[Entries from a dataset]
========

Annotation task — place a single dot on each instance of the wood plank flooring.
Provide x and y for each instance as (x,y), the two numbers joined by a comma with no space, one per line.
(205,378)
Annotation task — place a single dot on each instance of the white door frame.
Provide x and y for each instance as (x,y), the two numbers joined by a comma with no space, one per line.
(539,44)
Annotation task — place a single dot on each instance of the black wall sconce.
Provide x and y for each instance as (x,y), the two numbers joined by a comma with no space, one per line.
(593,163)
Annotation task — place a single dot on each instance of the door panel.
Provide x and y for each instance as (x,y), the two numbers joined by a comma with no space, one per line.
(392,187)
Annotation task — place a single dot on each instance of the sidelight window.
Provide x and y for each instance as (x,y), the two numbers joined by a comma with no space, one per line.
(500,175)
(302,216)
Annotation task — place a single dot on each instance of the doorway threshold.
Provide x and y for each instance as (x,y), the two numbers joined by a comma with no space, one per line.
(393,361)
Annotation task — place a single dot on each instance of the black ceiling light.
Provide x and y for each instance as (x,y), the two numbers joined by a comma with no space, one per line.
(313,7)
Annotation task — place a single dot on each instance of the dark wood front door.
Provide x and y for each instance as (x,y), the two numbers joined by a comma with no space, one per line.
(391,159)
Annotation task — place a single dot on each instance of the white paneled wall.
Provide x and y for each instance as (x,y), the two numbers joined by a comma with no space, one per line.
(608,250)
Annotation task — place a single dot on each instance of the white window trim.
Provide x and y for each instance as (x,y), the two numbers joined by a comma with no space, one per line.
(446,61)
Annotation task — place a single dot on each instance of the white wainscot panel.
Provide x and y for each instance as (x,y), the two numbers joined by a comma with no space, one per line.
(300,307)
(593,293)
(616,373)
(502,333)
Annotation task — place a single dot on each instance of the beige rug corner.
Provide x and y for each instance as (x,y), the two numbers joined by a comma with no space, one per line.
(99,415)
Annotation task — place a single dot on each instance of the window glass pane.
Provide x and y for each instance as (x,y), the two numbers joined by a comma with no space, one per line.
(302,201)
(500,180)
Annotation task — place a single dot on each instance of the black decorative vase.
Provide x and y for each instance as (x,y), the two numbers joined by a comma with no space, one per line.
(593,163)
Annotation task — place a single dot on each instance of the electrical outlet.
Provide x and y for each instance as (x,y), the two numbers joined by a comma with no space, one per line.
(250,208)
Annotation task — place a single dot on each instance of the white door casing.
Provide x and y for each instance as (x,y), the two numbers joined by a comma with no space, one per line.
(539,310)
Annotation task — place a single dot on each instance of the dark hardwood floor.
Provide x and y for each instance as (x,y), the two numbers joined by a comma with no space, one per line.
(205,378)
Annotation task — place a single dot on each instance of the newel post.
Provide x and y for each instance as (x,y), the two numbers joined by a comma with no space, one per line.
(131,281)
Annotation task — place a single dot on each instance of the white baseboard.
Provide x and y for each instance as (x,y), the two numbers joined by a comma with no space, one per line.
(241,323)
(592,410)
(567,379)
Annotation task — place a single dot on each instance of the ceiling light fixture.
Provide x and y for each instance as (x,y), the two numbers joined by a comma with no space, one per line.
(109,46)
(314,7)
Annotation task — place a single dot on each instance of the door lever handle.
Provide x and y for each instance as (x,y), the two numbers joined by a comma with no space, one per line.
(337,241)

========

• PROBLEM DETAILS: Reproduce the material starting at the line containing "dark hardwood floor." and ending at the end of the material, swapping "single dot" for "single marker" and leaving everything else unchanged.

• THE RESPONSE:
Annotation task — place a single marker on each instance of the dark hardwood floor.
Provide x and y for each instance as (x,y), the two numbers joined by a comma with no space, one per line.
(205,378)
Annotation task — place a single marker on each instance of the newel post.
Provide x and y for each instance as (x,y), the two numbers joined by a comma with no space, one per line.
(131,281)
Annotation task — place a single marker on each instance of the white baseboard.
Provide x and y for each instance as (x,y), the two numbers joined by a comma with no space, one per line.
(241,323)
(592,410)
(567,379)
Annotation task — place a single marker on each instance of the ceiling light fixture.
Provide x and y for each instance as (x,y), the two numbers joined by a comma with no space, one per line.
(109,46)
(314,7)
Annotation task — place a single marker on each instance of the door lever handle.
Provide x and y for each instance as (x,y), the two numbers joined by a comma with no space, one per line.
(337,241)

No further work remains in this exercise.